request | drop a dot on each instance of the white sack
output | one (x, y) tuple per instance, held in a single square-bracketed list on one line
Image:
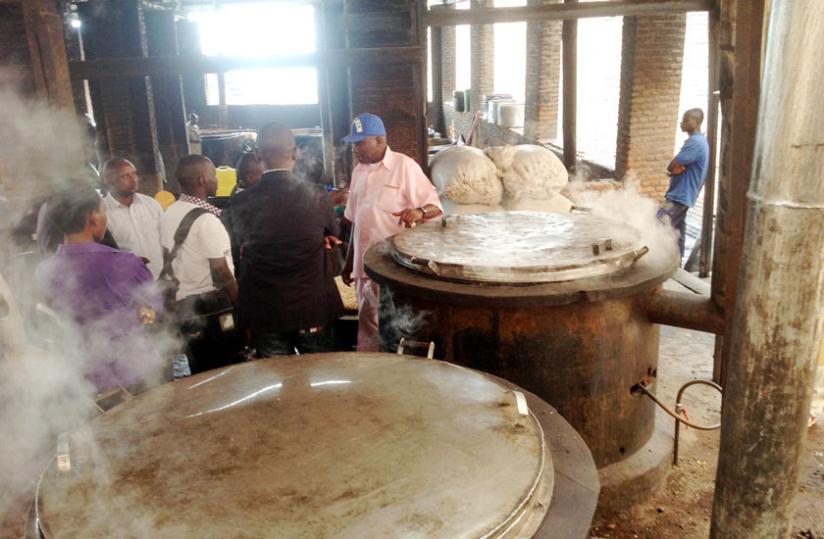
[(453, 208), (535, 173), (464, 175), (557, 203), (502, 156)]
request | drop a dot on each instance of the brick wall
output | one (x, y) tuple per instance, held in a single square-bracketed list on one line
[(652, 54), (543, 71), (495, 135)]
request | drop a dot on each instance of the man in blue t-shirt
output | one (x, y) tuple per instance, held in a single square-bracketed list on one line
[(686, 171)]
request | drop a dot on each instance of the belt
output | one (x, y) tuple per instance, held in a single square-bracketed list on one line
[(310, 331)]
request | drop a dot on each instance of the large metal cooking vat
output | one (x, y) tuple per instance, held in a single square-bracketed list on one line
[(330, 445), (556, 303)]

************

Convert the entries above into a two-column CSV with the header entry_text,answer. Each entry gets one row, with its text and its answer in separate quoted fields, line breaks replaced by spaces, and no pictures included.

*Output of the exercise*
entry_text,answer
"request | drop a dot on each instance of the white sack output | one (x, y) tuple per instance, held in a single square-bracketed list on one line Image:","[(453, 208), (535, 173), (464, 175), (557, 203), (502, 156)]"
"request | drop a dot on each instance of the brick wall output | one (x, y) tuple per instance, held in a single square-bracketed list on one line","[(652, 54), (543, 71), (495, 135)]"
"request | drop a dot on each instance of the man in blue t-shirt output | one (x, y) tuple per instance, held in a single square-bracketed list on one line","[(686, 171)]"
"request | drop a dot on each instance of the belt output | one (x, y) tuple per instance, held in a single square-bracketed list on one line","[(310, 331)]"
"request | drop a dot on each instance of the large metal cooking vat output | one (x, y) tuple per instance, held in a single square-bracketed list on one line","[(330, 445), (556, 303)]"